───── Records for the exercise ─────
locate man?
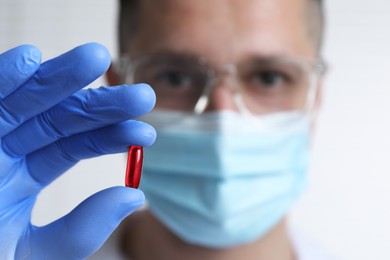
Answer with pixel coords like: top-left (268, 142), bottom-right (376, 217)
top-left (0, 0), bottom-right (323, 259)
top-left (100, 0), bottom-right (323, 259)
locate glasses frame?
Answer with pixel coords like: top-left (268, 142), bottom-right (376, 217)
top-left (115, 53), bottom-right (326, 124)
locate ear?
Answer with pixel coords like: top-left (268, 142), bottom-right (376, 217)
top-left (104, 63), bottom-right (123, 86)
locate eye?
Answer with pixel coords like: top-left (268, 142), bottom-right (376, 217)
top-left (248, 70), bottom-right (287, 88)
top-left (152, 70), bottom-right (193, 89)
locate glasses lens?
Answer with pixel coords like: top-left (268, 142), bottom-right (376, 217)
top-left (128, 54), bottom-right (316, 115)
top-left (239, 60), bottom-right (312, 115)
top-left (133, 55), bottom-right (208, 111)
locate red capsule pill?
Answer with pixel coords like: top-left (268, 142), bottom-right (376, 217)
top-left (125, 146), bottom-right (144, 189)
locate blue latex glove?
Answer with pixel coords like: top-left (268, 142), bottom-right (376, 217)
top-left (0, 43), bottom-right (155, 259)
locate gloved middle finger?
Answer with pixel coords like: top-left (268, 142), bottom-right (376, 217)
top-left (3, 84), bottom-right (155, 156)
top-left (0, 43), bottom-right (110, 137)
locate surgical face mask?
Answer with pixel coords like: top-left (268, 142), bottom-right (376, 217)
top-left (141, 111), bottom-right (309, 248)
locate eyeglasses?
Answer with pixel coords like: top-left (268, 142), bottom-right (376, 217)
top-left (120, 54), bottom-right (325, 115)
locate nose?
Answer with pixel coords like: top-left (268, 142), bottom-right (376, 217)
top-left (204, 80), bottom-right (238, 112)
top-left (198, 64), bottom-right (239, 112)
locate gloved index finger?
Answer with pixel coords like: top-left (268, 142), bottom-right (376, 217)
top-left (0, 43), bottom-right (110, 137)
top-left (0, 45), bottom-right (41, 100)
─────
◆ Instructions to follow
Lay out all the records above as a two-column CSV with the headers "text" and "response", one row per record, wrapping each field in double quotes and turning any line breaks into spaces. Leave the pictures out.

◆ Task response
text,response
"locate man? Answer with pixel coords like: top-left (268, 142), bottom-right (376, 217)","top-left (0, 0), bottom-right (323, 259) top-left (100, 0), bottom-right (323, 259)"
"locate glasses frame? Answer with pixel coords like: top-left (268, 142), bottom-right (376, 217)","top-left (115, 53), bottom-right (326, 124)"
"locate ear? Answer with pixel coords like: top-left (268, 142), bottom-right (376, 217)","top-left (104, 63), bottom-right (123, 86)"
"locate eye? Answer with pixel coords like: top-left (268, 142), bottom-right (376, 217)","top-left (248, 70), bottom-right (287, 88) top-left (152, 70), bottom-right (193, 89)"
"locate glasses lens? Answer with pixel coords like: top-left (268, 142), bottom-right (376, 217)","top-left (128, 54), bottom-right (316, 115) top-left (239, 60), bottom-right (312, 115) top-left (133, 55), bottom-right (208, 111)"
"locate red capsule pill? Answer with pixel coords like: top-left (268, 142), bottom-right (376, 217)","top-left (125, 146), bottom-right (144, 189)"
"locate blue latex glove? Answer with pixel coords like: top-left (268, 142), bottom-right (376, 217)","top-left (0, 43), bottom-right (155, 259)"
"locate gloved middle finger? Answer with pixel coords like: top-left (268, 142), bottom-right (376, 217)","top-left (3, 84), bottom-right (155, 156) top-left (0, 43), bottom-right (110, 137)"
"locate surgical face mask? Answer with pixel coords like: top-left (268, 142), bottom-right (376, 217)","top-left (141, 111), bottom-right (309, 248)"
"locate eyeglasses? Answer with pixel coords like: top-left (268, 142), bottom-right (376, 217)","top-left (120, 54), bottom-right (325, 115)"
"locate nose? Answer with pixel coords like: top-left (268, 142), bottom-right (376, 217)","top-left (204, 80), bottom-right (238, 112) top-left (198, 64), bottom-right (239, 112)"
"locate gloved index finger? Answer with pixel coords like: top-left (268, 142), bottom-right (376, 217)","top-left (0, 43), bottom-right (110, 137) top-left (0, 45), bottom-right (41, 100)"